Pointing records
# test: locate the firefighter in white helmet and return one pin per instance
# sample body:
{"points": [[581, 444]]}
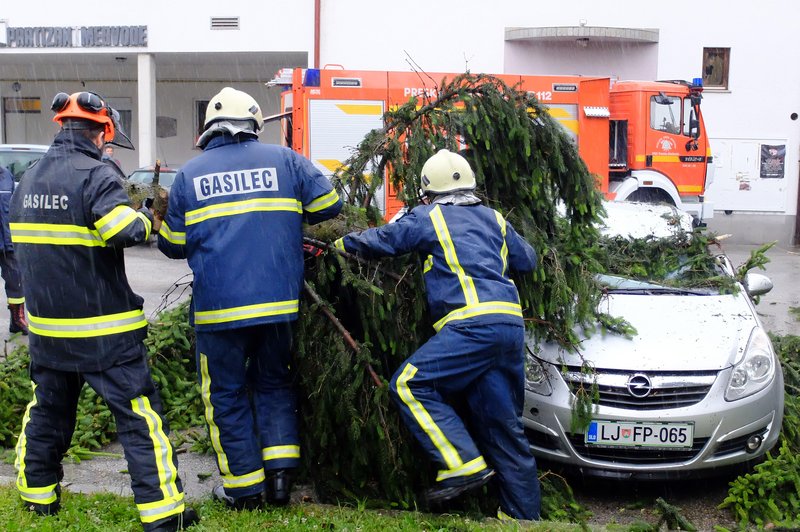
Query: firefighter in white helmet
{"points": [[478, 347], [236, 213]]}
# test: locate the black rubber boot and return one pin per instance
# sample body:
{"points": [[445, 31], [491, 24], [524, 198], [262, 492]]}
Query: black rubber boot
{"points": [[452, 488], [278, 490], [173, 523], [251, 502], [45, 509]]}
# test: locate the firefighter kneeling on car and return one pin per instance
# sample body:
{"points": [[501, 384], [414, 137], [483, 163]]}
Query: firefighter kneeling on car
{"points": [[70, 220], [479, 341]]}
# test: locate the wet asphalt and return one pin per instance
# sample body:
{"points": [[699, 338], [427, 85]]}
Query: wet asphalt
{"points": [[161, 281]]}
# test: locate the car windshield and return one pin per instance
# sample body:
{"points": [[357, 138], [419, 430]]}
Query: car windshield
{"points": [[624, 285], [145, 177], [18, 161], [643, 250]]}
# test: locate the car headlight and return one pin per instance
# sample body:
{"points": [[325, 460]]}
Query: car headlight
{"points": [[536, 378], [755, 371]]}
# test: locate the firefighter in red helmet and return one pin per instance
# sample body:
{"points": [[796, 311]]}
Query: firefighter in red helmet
{"points": [[70, 220]]}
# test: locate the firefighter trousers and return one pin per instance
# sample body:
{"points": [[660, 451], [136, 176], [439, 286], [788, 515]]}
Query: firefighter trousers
{"points": [[248, 388], [483, 366], [49, 422], [9, 269]]}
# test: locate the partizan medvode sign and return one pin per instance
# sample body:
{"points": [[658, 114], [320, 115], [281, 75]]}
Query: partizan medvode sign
{"points": [[77, 37]]}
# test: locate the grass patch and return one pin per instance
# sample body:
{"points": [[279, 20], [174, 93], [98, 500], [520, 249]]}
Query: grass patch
{"points": [[111, 513]]}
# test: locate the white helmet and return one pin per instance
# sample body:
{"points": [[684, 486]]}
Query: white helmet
{"points": [[446, 172], [232, 104]]}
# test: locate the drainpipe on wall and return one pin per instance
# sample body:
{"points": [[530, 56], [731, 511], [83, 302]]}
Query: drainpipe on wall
{"points": [[317, 12]]}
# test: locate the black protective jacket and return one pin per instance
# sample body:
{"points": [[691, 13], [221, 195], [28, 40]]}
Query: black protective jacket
{"points": [[70, 219]]}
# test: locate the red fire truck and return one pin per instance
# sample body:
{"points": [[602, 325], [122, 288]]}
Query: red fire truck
{"points": [[645, 140]]}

-- Exercise --
Your task is to reproduce, exactly and exclusively, the lines from the one holding "# test: locate the grass" through the final line of the listing.

-- Solution to this task --
# test: locate the grass patch and return one pin per instance
# sample body:
{"points": [[279, 20], [174, 93], [98, 500], [520, 249]]}
Query: grass patch
{"points": [[111, 513]]}
# test: locate the white helmet and return one pin per instance
# sample body:
{"points": [[684, 486]]}
Query: white helmet
{"points": [[446, 172], [232, 104]]}
# test: locate the drainpipe on wall and return one pin per instance
# sample body:
{"points": [[530, 56], [731, 511], [83, 302]]}
Query: drainpipe on wall
{"points": [[317, 12]]}
# test: locate the black protective jacket and return one pin per instance
# sample body:
{"points": [[691, 13], [221, 195], [28, 40]]}
Query: black protective jacket
{"points": [[70, 219]]}
# test: locate the red fire truck and return one pin per instance
# sample body:
{"points": [[602, 325], [122, 288]]}
Query: red fire truck
{"points": [[645, 140]]}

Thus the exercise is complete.